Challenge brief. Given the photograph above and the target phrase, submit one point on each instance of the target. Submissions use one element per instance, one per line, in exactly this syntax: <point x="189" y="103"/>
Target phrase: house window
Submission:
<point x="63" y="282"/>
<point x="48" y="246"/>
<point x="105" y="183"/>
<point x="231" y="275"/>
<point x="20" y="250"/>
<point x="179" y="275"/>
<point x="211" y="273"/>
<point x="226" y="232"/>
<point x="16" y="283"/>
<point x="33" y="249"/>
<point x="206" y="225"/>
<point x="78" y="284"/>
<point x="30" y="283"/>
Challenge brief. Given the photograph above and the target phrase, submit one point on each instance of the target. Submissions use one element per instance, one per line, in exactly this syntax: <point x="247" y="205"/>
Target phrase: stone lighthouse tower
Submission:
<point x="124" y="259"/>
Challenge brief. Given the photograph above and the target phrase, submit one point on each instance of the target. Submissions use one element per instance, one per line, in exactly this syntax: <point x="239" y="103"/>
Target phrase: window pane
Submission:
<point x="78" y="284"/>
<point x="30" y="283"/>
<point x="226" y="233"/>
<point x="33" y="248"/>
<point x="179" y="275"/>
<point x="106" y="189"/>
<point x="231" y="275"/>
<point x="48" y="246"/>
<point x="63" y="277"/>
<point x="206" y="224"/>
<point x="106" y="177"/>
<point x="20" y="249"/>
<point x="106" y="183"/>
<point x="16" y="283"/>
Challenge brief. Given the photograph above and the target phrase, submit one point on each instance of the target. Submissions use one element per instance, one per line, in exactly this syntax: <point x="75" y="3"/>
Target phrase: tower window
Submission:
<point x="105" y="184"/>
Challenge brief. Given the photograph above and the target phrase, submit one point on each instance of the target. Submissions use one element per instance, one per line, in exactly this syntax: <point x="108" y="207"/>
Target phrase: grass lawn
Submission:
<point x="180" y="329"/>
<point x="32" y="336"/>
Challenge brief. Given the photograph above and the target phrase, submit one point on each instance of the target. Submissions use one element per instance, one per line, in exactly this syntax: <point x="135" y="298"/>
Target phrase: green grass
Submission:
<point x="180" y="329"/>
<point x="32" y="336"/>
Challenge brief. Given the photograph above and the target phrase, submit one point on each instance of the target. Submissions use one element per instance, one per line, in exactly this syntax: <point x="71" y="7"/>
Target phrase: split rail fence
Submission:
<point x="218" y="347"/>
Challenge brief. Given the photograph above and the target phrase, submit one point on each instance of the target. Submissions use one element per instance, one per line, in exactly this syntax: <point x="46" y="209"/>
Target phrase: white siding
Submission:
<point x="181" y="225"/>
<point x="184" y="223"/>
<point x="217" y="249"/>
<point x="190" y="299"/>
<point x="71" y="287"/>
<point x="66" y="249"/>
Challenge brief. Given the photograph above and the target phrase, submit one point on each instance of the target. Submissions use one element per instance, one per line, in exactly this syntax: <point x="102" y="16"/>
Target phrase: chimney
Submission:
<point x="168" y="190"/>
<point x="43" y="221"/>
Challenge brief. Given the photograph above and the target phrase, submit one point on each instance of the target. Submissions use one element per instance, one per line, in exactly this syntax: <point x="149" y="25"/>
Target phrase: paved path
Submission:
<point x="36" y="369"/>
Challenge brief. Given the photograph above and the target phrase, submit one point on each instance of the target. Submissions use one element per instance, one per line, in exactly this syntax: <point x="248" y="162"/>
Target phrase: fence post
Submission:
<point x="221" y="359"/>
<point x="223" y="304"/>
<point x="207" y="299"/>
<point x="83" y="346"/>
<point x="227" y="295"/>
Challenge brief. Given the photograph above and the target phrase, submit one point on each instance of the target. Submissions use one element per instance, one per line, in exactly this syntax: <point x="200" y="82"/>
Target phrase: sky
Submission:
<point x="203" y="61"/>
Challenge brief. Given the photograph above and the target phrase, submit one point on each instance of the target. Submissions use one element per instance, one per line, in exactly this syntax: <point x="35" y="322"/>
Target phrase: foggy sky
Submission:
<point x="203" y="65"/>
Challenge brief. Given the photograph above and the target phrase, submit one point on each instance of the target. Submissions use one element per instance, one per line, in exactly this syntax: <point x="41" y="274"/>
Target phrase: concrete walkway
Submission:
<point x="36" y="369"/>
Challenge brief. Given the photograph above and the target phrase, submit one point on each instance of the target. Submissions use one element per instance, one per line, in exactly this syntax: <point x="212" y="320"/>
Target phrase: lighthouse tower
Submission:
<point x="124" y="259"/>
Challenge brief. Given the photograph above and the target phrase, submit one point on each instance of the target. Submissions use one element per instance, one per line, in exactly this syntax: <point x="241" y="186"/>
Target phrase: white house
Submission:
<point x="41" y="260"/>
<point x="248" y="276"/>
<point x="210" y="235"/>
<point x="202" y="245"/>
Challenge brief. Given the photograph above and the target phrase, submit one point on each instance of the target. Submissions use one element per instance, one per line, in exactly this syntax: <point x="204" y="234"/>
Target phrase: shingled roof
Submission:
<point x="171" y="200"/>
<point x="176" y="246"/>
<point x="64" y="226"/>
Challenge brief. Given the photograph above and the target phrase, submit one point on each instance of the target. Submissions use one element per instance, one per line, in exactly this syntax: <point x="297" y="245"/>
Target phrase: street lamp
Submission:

※

#### What you need to do:
Output, unchanged, the lines of the listing above from the first one through the one holding "Target phrase: house window". Leave out every line after it.

#### Solution:
Challenge brief. Given the photograph above and the target phrase, submit one point on each instance of the target. Submissions use one element per instance, one per line, in exactly this syntax: <point x="189" y="103"/>
Target phrase: house window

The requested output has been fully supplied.